### Directions
Gather each line in the entries below that contains the word "white", treating uppercase and lowercase as different.

### Supplied information
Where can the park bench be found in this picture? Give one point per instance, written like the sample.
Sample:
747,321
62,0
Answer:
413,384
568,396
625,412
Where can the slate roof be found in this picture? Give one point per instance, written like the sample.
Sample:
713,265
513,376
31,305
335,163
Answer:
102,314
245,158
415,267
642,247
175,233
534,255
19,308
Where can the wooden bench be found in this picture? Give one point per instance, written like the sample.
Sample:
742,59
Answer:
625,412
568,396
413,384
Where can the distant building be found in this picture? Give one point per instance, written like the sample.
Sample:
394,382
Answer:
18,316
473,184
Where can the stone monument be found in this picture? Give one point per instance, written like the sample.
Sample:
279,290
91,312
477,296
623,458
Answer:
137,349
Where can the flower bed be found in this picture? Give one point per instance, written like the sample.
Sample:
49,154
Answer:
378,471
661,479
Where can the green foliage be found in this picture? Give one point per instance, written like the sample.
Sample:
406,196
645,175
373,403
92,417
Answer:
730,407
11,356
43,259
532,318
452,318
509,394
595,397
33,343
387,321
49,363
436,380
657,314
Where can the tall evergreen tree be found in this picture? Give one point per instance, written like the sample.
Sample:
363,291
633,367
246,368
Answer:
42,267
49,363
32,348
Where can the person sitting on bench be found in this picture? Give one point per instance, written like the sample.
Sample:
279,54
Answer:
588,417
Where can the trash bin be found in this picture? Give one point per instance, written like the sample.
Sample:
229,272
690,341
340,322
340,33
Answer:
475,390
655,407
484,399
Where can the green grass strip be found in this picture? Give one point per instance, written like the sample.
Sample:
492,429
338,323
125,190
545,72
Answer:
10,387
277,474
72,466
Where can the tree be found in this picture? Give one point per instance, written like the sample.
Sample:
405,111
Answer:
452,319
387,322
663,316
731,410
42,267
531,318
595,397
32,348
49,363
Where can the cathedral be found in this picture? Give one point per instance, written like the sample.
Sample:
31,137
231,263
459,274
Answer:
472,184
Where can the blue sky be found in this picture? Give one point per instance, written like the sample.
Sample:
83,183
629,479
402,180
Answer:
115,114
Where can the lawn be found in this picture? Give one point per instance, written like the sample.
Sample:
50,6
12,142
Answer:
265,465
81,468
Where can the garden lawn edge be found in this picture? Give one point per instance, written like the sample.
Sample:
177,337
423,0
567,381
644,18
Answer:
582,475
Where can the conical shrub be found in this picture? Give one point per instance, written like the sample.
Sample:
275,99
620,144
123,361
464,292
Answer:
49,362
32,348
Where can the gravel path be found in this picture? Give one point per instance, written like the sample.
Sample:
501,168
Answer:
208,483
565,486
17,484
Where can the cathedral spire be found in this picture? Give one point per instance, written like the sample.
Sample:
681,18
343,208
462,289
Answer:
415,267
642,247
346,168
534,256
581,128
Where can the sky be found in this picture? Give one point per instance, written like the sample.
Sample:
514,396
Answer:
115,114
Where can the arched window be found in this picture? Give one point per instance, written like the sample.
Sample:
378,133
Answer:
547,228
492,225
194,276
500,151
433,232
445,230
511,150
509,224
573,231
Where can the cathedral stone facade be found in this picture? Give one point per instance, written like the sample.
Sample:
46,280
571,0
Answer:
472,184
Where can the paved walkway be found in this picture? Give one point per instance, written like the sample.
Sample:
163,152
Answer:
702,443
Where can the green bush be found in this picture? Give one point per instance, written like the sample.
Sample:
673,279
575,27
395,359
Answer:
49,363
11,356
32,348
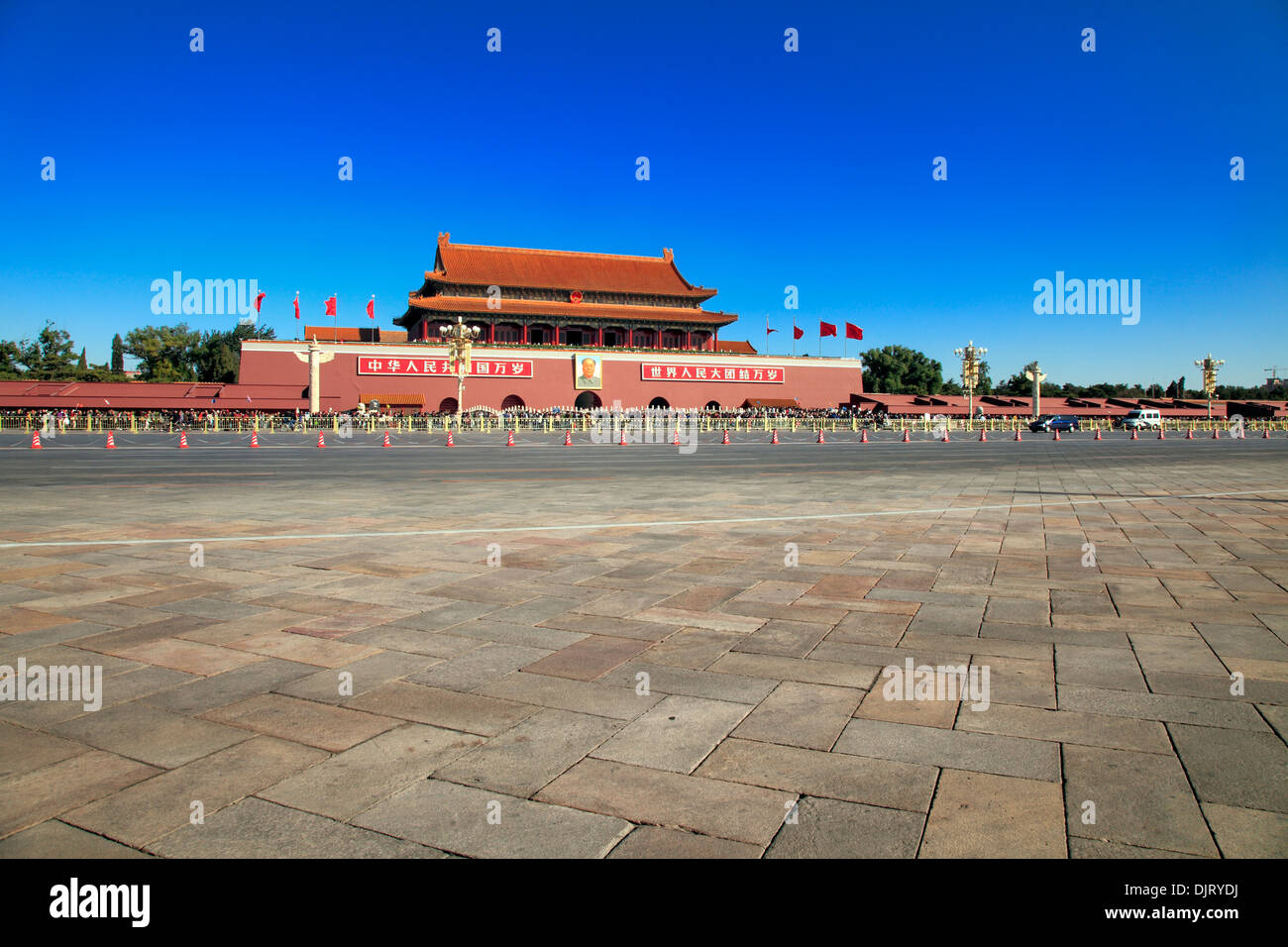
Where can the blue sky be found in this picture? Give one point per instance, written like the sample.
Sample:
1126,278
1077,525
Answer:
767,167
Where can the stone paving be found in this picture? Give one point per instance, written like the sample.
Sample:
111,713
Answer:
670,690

---

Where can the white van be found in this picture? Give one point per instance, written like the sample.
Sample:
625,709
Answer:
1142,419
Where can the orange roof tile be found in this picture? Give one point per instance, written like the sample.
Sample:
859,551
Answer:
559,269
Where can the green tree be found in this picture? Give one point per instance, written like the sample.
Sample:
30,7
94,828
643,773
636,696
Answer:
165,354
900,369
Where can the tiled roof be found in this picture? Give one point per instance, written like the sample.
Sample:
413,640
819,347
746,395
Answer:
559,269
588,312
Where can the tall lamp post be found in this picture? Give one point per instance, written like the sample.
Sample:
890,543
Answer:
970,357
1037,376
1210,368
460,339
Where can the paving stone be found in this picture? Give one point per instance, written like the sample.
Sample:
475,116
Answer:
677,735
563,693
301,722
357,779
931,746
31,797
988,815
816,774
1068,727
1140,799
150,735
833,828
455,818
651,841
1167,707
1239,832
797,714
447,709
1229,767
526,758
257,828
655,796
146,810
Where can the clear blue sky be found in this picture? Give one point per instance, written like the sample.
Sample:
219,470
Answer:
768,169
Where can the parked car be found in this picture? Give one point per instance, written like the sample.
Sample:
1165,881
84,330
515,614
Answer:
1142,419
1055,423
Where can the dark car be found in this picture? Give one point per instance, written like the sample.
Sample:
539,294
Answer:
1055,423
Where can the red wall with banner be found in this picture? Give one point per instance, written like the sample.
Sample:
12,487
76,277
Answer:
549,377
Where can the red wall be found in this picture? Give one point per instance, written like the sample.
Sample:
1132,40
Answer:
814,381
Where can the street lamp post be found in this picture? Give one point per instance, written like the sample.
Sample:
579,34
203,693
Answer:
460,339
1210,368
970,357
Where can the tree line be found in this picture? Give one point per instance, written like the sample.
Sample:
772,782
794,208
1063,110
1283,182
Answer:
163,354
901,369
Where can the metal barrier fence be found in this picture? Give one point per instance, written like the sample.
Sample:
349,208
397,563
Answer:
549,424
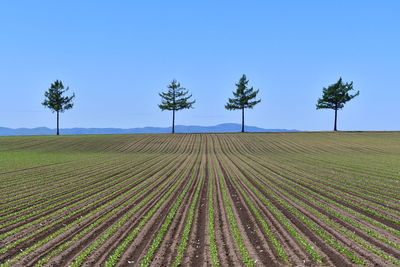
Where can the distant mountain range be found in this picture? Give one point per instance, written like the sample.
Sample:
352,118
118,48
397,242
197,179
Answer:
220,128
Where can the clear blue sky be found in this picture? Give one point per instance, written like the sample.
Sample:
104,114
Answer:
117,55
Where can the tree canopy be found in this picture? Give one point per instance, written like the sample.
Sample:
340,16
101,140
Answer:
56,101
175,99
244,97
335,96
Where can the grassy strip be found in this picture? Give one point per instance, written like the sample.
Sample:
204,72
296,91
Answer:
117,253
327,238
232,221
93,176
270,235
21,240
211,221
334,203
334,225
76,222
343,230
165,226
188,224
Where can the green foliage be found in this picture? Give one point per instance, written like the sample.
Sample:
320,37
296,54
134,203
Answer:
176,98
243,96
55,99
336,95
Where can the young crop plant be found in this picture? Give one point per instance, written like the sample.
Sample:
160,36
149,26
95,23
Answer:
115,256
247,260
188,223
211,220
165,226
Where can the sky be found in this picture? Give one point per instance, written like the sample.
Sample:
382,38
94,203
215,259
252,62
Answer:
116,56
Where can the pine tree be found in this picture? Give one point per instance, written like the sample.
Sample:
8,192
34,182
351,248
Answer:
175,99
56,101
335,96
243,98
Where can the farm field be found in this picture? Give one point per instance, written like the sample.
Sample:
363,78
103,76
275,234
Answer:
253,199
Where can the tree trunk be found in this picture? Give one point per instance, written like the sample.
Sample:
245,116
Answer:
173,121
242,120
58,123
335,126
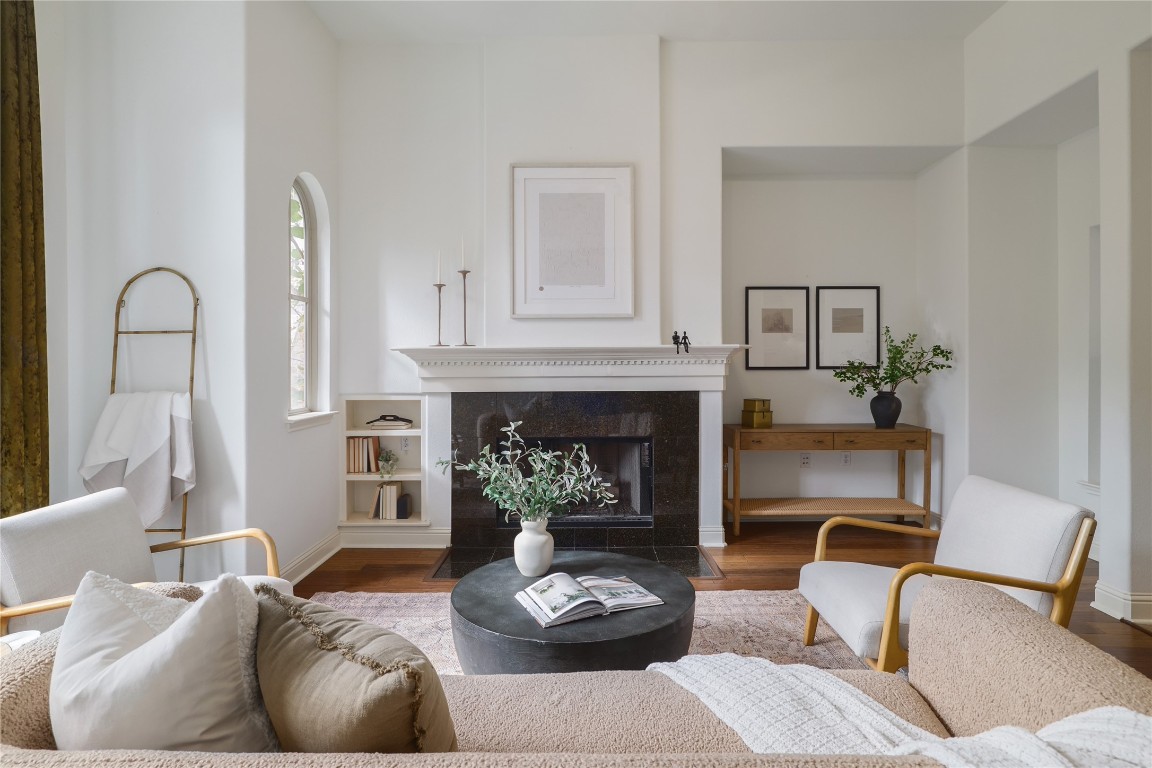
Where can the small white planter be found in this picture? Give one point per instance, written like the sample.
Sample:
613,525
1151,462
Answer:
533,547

### Final result
Where can the white van be found in this picture? Give one point per instance, written like the sample.
Where can the small white planter be found in this picture? Give one point per instance, written like the sample.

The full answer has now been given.